## Description of the task
Copy each of the entries below faithfully, setting aside any pictures.

########################################

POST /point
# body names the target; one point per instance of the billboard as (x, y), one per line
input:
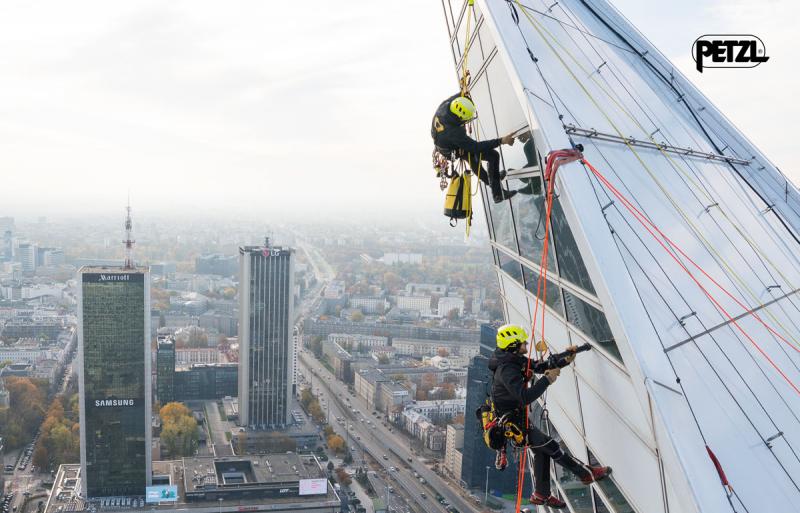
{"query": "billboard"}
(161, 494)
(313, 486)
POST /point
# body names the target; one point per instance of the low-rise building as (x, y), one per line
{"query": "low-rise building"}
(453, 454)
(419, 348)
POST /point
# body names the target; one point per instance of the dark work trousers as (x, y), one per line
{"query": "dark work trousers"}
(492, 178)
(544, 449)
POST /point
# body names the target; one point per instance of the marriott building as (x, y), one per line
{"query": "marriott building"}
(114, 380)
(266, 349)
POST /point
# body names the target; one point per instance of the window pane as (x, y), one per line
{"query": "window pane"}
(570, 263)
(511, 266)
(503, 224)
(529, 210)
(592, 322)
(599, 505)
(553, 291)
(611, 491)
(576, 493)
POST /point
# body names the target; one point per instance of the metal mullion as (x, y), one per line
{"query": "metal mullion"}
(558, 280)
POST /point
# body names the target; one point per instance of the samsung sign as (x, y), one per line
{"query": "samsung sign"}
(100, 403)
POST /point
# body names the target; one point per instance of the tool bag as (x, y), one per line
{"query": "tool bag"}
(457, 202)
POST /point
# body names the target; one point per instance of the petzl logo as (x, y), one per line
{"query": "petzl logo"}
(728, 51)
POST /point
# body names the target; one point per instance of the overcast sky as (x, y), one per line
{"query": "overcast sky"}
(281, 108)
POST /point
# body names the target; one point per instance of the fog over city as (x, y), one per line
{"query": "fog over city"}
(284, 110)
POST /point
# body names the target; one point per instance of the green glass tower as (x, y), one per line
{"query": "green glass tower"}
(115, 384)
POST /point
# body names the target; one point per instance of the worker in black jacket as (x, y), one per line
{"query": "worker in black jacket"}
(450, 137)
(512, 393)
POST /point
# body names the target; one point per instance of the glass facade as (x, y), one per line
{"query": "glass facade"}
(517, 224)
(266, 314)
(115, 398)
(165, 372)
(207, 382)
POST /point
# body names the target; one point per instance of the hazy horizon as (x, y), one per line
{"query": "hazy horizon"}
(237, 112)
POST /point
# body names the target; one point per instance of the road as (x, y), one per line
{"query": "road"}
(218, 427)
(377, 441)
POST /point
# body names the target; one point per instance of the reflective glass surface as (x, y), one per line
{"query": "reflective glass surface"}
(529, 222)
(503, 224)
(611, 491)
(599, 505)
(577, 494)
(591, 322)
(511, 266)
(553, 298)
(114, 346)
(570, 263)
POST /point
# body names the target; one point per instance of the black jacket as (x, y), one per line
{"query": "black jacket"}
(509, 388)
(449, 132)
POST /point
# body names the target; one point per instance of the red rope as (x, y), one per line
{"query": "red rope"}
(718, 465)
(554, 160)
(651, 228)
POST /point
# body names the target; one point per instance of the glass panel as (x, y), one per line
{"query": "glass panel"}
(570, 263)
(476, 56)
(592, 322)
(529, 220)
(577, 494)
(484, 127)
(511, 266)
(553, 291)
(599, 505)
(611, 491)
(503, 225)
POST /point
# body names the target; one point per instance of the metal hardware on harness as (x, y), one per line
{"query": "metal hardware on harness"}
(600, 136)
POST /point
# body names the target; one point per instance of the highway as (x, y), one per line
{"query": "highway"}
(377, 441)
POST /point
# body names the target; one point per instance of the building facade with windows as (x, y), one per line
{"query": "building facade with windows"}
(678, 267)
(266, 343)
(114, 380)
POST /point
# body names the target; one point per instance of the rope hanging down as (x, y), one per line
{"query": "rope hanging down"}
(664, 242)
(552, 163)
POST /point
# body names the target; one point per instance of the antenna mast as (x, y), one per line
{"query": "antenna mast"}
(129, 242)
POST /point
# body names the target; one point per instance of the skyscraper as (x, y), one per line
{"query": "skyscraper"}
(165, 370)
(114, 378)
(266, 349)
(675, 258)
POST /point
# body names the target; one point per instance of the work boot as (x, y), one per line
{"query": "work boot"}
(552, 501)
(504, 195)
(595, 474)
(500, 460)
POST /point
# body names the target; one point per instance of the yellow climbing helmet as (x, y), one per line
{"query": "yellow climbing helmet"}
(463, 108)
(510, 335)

########################################

## Finished exercise
POST /point
# body names the target; one point per instance of the billboard as (x, y), one per line
input:
{"query": "billboard"}
(161, 494)
(313, 486)
POST /point
# body names the target; one point per instance of the low-rise building as (x, y), one per line
{"query": "low-rise building"}
(453, 454)
(419, 348)
POST /point
# body names the target; one point per instance of the dark work trousers as (x, y), one per line
{"query": "dark work trousers"}
(492, 178)
(544, 449)
POST /point
# body names the target; one point per instance of the marriott building as (x, y), one per line
{"query": "marriott building"}
(114, 380)
(266, 349)
POST /point
# body names the target; one point per instance of the window pane as (x, y), one per line
{"query": "window pane"}
(570, 263)
(511, 266)
(503, 224)
(529, 210)
(592, 322)
(599, 505)
(553, 291)
(611, 491)
(576, 493)
POST /point
# body names the target; one point per instance of the metal mullion as (x, y), one per line
{"query": "metal mullion"}
(558, 280)
POST /point
# body names the target; one point per instance of the samsung sign as (x, y), one per line
{"query": "samsung sign"}
(100, 403)
POST /point
# body names the target; one point per instance of the tool bag as (x, y), one per line
{"query": "tool bag"}
(457, 202)
POST /point
# body names the target; one point per instance of the petzl logo as (x, y), one per line
{"query": "petzl logo"}
(728, 51)
POST /point
# body names the target; one point per instance of the overcast sky as (x, y), one per line
{"query": "overcast sky"}
(281, 108)
POST /point
# body names the target; one point per instance of the fog over city as (x, y), one per line
{"query": "fog over city"}
(284, 110)
POST /point
# body names the target; one point per instance of the green glass tower as (x, y), one per line
{"query": "green glass tower"}
(115, 384)
POST /point
# body names the target; one point per instance of the worker in black jacket as (x, y), one per line
{"query": "worker in black jacket"}
(450, 137)
(512, 393)
POST /point
# body names the target; one point per instance of the glass facade as (x, y), one per line
{"query": "glass facade"}
(517, 224)
(266, 314)
(115, 398)
(165, 372)
(207, 382)
POST /point
# body names the target; one point per instance of the hazy horizon as (x, y), one per line
{"query": "hazy horizon"}
(237, 112)
POST /point
# body names the target; one point per instance of the road as (x, y), one per line
{"query": "road"}
(218, 427)
(377, 441)
POST /point
# body names the target; one point per instance of the reflective glass surface as (x, y), one per line
{"query": "reflective glass surface"}
(529, 222)
(503, 224)
(611, 491)
(599, 505)
(577, 494)
(591, 322)
(511, 266)
(553, 298)
(114, 346)
(570, 263)
POST /point
# body names the target; one point per instance of the black jacket as (x, y), one per line
{"query": "black jacket"}
(509, 388)
(449, 132)
POST /point
# body names the target; one point per instance of the red rope as (x, y), one per line
{"query": "red rope"}
(718, 465)
(554, 160)
(651, 228)
POST /point
# body names the target; one point per instance of the glass panel as (x, y), one per line
{"query": "glass panel"}
(570, 263)
(476, 56)
(592, 322)
(529, 220)
(577, 494)
(484, 127)
(511, 266)
(553, 291)
(599, 505)
(611, 491)
(503, 225)
POST /point
# body names the target; one point per instance of the metal hardware on harness as (x, y), one per line
{"query": "metal hardware on harness"}
(600, 136)
POST /point
# body names the target; one point per instance of the highway as (x, y), one per line
{"query": "highway"}
(377, 441)
POST /point
# body names the target; one point per instance of the building facade with windows as (x, y), one per line
{"query": "building facade with windows"}
(678, 267)
(266, 343)
(114, 380)
POST /point
# body names the target; one point per instance of the rope hanging down as (x, y), one per line
{"query": "rope hanging down"}
(664, 242)
(552, 163)
POST /point
# body names the target; one point per instance of the antenna mast as (x, y), one per line
{"query": "antenna mast"}
(129, 242)
POST /point
# body names the target; one point per instance of the skyscraper as (x, y), one per line
{"query": "skyscraper"}
(165, 370)
(114, 378)
(266, 349)
(675, 258)
POST /point
# body names the target; one point per instance of the work boot as (x, y), one per line
{"query": "work boot"}
(552, 501)
(504, 195)
(595, 474)
(500, 460)
POST /point
# body names the target; one point per instance of the yellow climbing helmet as (x, y), one per line
{"query": "yellow climbing helmet"}
(463, 108)
(510, 335)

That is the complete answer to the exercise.